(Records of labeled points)

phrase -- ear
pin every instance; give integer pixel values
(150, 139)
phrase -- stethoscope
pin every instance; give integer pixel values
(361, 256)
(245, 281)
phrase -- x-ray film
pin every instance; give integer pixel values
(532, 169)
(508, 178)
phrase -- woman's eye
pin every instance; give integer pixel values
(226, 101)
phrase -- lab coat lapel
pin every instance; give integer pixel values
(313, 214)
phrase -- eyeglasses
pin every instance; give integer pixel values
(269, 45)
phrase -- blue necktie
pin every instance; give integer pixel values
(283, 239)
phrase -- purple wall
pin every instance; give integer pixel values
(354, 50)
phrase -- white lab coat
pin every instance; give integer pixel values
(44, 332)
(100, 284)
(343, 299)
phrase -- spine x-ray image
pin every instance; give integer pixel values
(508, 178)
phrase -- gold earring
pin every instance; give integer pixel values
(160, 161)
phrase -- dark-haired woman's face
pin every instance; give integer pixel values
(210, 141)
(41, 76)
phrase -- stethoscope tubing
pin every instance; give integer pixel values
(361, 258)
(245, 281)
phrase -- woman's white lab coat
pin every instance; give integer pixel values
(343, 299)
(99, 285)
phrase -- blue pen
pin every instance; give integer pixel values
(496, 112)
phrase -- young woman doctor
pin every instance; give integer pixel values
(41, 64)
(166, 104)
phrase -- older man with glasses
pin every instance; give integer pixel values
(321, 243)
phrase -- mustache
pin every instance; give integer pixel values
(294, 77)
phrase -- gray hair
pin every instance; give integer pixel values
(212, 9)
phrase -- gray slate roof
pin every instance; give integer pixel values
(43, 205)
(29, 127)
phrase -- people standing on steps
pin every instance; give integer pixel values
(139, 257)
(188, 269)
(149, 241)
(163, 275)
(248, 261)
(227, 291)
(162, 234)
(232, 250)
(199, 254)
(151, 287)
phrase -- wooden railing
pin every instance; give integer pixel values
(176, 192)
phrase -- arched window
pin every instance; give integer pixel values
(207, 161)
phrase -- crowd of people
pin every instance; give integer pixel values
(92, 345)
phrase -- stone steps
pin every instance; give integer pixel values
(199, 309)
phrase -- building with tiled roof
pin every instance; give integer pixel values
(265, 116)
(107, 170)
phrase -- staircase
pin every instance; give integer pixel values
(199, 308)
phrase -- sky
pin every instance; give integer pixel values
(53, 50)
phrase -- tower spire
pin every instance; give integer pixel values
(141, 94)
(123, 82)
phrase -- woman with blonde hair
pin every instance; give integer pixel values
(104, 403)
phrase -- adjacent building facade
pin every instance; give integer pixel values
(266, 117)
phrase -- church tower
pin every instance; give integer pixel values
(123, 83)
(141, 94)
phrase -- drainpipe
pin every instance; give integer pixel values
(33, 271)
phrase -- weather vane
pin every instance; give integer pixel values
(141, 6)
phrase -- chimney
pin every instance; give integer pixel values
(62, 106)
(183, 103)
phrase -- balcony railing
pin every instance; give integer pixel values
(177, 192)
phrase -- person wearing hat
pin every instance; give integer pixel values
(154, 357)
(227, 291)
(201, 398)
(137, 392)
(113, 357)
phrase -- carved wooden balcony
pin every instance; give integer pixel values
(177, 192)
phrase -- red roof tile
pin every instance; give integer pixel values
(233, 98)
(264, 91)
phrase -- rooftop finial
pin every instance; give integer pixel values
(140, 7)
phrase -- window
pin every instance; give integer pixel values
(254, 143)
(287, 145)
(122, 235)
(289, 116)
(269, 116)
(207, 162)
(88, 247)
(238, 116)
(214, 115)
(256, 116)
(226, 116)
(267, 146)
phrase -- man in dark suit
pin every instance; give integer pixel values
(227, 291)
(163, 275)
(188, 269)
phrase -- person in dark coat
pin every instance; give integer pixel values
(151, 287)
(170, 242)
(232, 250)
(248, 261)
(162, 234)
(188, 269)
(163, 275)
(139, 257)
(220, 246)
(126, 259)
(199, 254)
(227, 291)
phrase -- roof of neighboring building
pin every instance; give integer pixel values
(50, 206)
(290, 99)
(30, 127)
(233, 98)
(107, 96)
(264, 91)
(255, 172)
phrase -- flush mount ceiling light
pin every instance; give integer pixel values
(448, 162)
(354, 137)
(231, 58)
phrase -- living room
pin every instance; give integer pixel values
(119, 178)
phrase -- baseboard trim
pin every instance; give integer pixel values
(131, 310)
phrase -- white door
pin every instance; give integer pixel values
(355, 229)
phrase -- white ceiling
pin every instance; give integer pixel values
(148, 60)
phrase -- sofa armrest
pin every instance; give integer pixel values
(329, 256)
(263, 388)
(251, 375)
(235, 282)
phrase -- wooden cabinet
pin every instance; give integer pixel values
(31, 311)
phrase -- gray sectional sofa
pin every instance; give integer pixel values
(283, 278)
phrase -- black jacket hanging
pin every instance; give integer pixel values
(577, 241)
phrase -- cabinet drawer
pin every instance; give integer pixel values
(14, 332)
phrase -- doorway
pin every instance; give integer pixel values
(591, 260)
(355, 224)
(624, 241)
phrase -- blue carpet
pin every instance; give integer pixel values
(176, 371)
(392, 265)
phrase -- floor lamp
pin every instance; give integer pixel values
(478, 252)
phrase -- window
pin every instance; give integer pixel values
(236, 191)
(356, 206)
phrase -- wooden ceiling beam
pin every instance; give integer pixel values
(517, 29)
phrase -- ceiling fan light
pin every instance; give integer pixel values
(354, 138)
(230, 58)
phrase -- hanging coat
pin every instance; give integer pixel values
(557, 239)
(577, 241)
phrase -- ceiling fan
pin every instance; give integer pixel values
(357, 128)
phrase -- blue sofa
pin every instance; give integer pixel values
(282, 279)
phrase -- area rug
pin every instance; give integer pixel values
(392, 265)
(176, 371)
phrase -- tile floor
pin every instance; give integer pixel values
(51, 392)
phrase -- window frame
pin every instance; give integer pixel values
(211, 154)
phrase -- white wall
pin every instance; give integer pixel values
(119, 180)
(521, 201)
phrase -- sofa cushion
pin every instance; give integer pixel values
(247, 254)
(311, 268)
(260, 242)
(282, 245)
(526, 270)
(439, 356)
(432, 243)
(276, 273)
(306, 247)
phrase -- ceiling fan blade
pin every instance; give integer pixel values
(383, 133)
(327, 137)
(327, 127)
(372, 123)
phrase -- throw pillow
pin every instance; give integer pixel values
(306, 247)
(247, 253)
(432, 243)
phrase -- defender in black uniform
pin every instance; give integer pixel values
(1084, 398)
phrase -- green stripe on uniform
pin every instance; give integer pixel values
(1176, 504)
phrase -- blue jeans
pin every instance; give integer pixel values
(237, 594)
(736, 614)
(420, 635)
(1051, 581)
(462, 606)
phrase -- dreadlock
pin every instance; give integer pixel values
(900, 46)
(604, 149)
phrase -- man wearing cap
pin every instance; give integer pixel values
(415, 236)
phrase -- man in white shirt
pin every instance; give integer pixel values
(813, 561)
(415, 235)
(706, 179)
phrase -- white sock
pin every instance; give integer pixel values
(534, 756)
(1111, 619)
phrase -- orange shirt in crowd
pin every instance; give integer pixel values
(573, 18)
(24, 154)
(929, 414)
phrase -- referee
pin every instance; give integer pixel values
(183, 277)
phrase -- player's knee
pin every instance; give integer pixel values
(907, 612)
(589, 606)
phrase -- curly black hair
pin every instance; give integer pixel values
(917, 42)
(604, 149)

Exercise description: Rescale everything from the line containing "phrase -- green stripe on uniform" down to the end of the data by writing out all of those lines again. Multiply each answer coordinate by 0.35 and round it to a whole number, rounding halves up, and leave every other line as it is.

Exercise solution:
phrase -- green stripe on uniform
pin every instance; give integer pixel values
(412, 176)
phrase -- blue jeans
pin every instance; give integer pixel values
(83, 208)
(258, 215)
(147, 222)
(368, 203)
(162, 212)
phrase -- dreadlock
pin every instance; give integer pixel values
(315, 16)
(211, 52)
phrase -- man wearing cap
pin every instance; give integer pixel values
(145, 83)
phrase -- man in white shirt
pin every instance; give integer pixel values
(285, 196)
(145, 82)
(247, 63)
phrase -- white sock
pin every instance; give integer pixel values
(187, 265)
(389, 217)
phrase -- orange shirt in crowd
pin every instance; give integer pixel values
(201, 6)
(8, 54)
(325, 145)
phrase -- referee
pin every instance; give integer pixel values
(64, 97)
phrase -- player's knee
pin every instance; give integer pixel values
(317, 214)
(206, 212)
phrase -- curly black hair
pin every instance; give integer pixel values
(321, 15)
(211, 52)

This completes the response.